请返回下方原文节选中的一段文字，从含有“The first line”的字句开始，到“c, d <= 1000)”为止，一字不改。

- _原文节选_
/---

首页 > ACM题库 > HDU-杭电 > HDU 4386-Quadrilateral-计算几何-[解题报告]HOJ
2015
05-24

HDU 4386-Quadrilateral-计算几何-[解题报告]HOJ

Quadrilateral

问题描述 :

  One day the little Jack is playing a game with four crabsticks. The game is simple, he want to make all the four crabsticks to be a quadrilateral, which has the biggest area in all the possible ways. But Jack’s math is so bad, he doesn’t know how to do it, can you help him using your excellent programming skills?

输入:

  The first line contains an integer N (1 <= N <= 10000) which indicates the number of test cases. The next N lines contain 4 integers a, b, c, d, indicating the length of the crabsticks.(1 <= a, b, c, d <= 1000)

\---

- _可用数据_
/---

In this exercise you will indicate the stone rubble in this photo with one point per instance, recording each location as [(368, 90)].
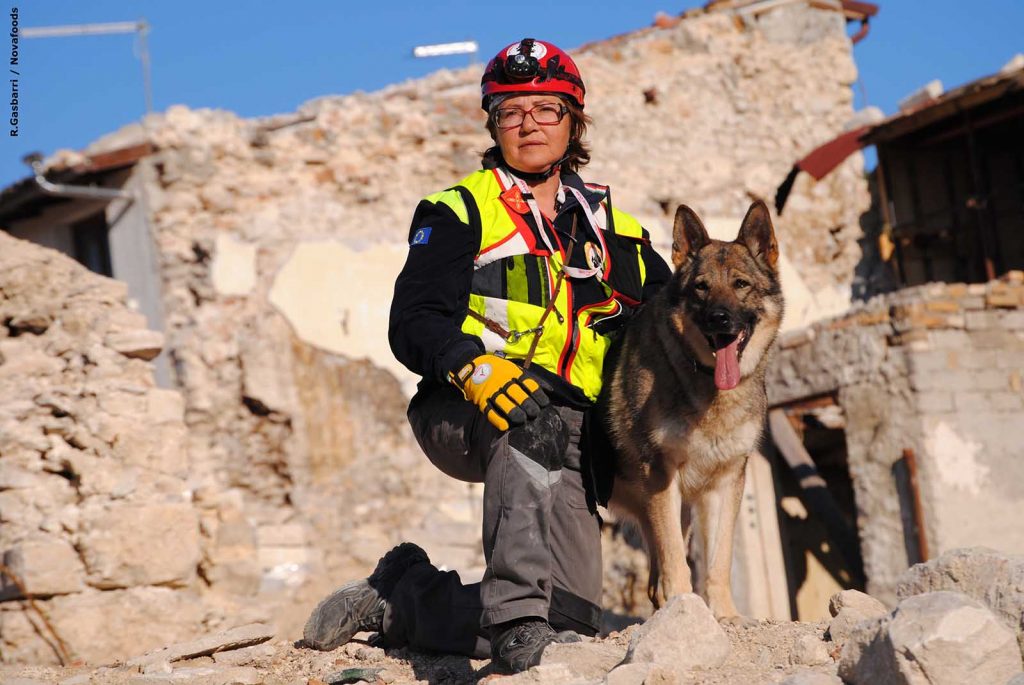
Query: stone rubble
[(684, 621), (993, 579), (264, 228), (938, 638), (849, 608), (141, 516), (936, 369)]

\---

- _作答结果_
The first line contains an integer N (1 <= N <= 10000) which indicates the number of test cases. The next N lines contain 4 integers a, b, c, d, indicating the length of the crabsticks.(1 <= a, b, c, d <= 1000)